Your goal
Leaving out all images, return the entries below exactly.

+ + + +

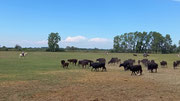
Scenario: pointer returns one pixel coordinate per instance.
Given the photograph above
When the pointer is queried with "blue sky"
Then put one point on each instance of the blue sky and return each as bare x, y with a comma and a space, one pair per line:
84, 23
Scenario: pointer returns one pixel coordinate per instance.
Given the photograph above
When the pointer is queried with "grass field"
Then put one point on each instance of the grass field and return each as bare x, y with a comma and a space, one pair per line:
40, 77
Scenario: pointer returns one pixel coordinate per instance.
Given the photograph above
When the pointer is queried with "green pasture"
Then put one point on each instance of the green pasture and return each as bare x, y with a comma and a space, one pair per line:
31, 67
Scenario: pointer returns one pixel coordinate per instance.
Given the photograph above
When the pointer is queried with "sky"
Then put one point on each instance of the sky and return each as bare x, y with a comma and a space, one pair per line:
84, 23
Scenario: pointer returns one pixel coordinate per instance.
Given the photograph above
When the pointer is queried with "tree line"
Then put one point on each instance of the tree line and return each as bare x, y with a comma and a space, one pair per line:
144, 42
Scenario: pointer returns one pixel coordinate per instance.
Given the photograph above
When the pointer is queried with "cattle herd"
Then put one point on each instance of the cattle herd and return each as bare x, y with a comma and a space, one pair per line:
100, 64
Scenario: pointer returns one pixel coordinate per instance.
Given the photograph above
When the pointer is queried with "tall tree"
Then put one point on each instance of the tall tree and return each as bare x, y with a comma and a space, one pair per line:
53, 40
116, 44
167, 44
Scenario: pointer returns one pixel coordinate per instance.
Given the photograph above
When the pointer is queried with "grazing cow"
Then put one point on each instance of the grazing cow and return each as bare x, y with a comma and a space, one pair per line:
101, 60
64, 64
139, 62
114, 60
145, 62
163, 63
89, 61
175, 64
126, 64
178, 62
136, 69
74, 61
145, 55
84, 63
23, 54
97, 65
152, 61
152, 66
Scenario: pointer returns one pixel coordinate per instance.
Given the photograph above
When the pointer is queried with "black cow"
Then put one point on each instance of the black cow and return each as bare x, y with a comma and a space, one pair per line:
163, 63
114, 60
84, 63
96, 66
152, 66
126, 64
101, 60
145, 55
64, 64
175, 64
74, 61
136, 69
139, 62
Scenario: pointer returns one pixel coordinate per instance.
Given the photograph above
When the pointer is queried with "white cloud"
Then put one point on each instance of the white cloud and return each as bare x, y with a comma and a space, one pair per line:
75, 39
42, 42
98, 40
177, 0
84, 42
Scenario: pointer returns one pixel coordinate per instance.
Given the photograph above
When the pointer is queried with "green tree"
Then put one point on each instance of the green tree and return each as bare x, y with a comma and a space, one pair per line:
167, 44
116, 44
53, 40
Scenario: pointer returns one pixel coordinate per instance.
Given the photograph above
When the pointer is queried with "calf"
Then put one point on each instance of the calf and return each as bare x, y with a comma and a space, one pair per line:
84, 63
175, 65
96, 66
163, 63
65, 65
126, 64
136, 69
152, 66
101, 60
74, 61
62, 62
139, 62
114, 60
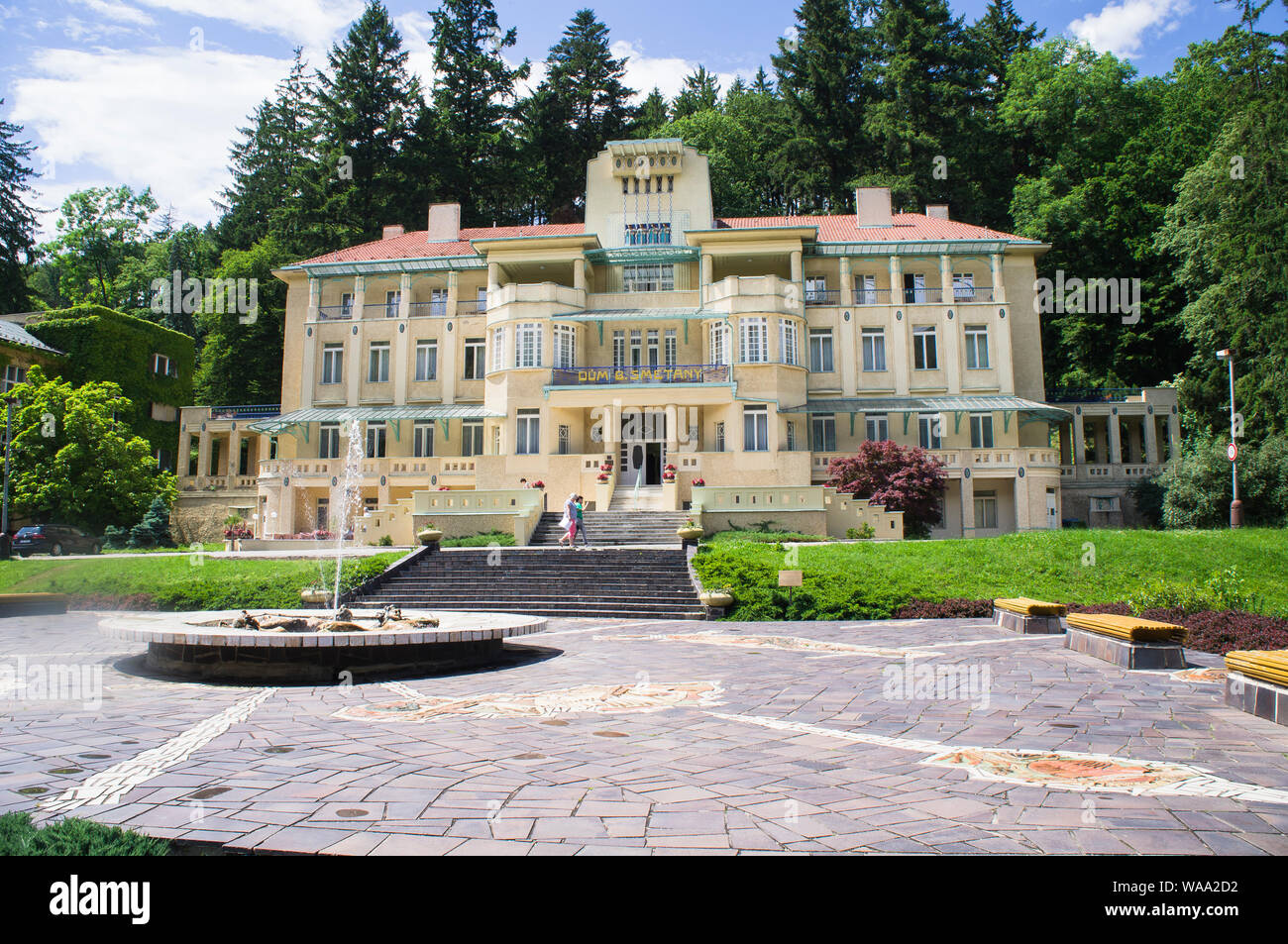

+ + + +

Worked solution
Scenario: pointer returns one pixel coordinate per instance.
Given the photograph above
When the pointer is queried with "blue sky"
Then put one point on each instance of the blue sky and return each as bare x, y with a comma and a space, one pair per line:
84, 23
Scenario: pointer returns one pixel coordinate per instance.
Given the photograph above
When the pointer is queried with "grass field"
Then put one point on each instance of the grass field and return each as bare x, y with a comma and a space, one pair per line:
40, 77
Scenario: pointer returns one pixel coordinate per instance.
Given the photograph above
When the pointer is queried with "green pasture"
Then put one point on each instance of the green pasture and return each as bare x, y with a comma and a space, one pair per line:
31, 67
Scenario: pointer returns one pixel coordinate per instance.
Given the photograph above
When the pointer is queried with "sky"
Then put one point on each instance of the sky and return each as bare x, y with a comma and a space, one pair per line:
84, 23
Scenario: pointer returns one pixel coordinate per instance.
Given the photograph above
When the pointer is queried with "tree line"
Then put one point on each instance of the tree line and return each as bare x, y with a comma and a space, one pair per line:
144, 42
Scenario: pointer returns one pixel coordinate per instance.
Given the photograph above
When the pointer is queried with "cattle herd"
Then put one point on each instance of the cattle herd and return each as bare x, y with a comma and a space, one pair per line:
100, 64
Scenario: pointer returns one pixel coordinate per instance.
Given the photograph above
When the pointer is queried with "tall tree"
Then put one point on each instance of the tall tree and return each as bare x, y with a comma and a space, one pair per line:
53, 40
116, 44
167, 44
Scenario: pointer returns one pixel coordinate per instance.
Given the photograph above
When the pointer is queried with "grazing cow"
Then put one point on each instance of the grazing cow and return each as bare x, y with a comma and a space, one pair per line:
101, 60
64, 64
139, 62
114, 60
145, 62
163, 63
89, 61
175, 64
126, 64
178, 62
136, 69
74, 61
145, 55
84, 63
23, 54
97, 65
152, 61
152, 66
Scenario: pointer returns one pixel coordinate per instance.
Given the photograph above
When the pointer is queried with "black cow"
Then put one point on each instance of the black cow and return each as bare x, y with a comma and a space, one pair per line:
163, 63
114, 60
84, 63
96, 66
152, 66
126, 64
101, 60
145, 55
64, 64
175, 64
74, 61
136, 69
139, 62
Scenario: pointer returns one pixel coordinate per instance.
Given the photograph above
When the pointer is queried with "white cloud"
Then put one point on each instance of the white cloud and return each as bare x, y with a comma and a space, one pair per line:
75, 39
42, 42
98, 40
177, 0
84, 42
Scenario: pointer returns one pixel coordinate per instance.
Given the photograph above
When the pointer is queried with "green tree"
Then put one point on each instance of the green tree and return each as bare x, y with a comma and a space, one pair per line:
167, 44
116, 44
53, 40
Scenario: pointer returns one pixel coordinate per instance.
Given the photograph above
When the pointer is queried with "calf"
Then put one point on each instance of the calf and return each as bare x, y with a comma and a space, one pair per line:
84, 63
175, 65
96, 66
163, 63
65, 65
126, 64
136, 69
152, 66
101, 60
74, 61
62, 62
139, 62
114, 60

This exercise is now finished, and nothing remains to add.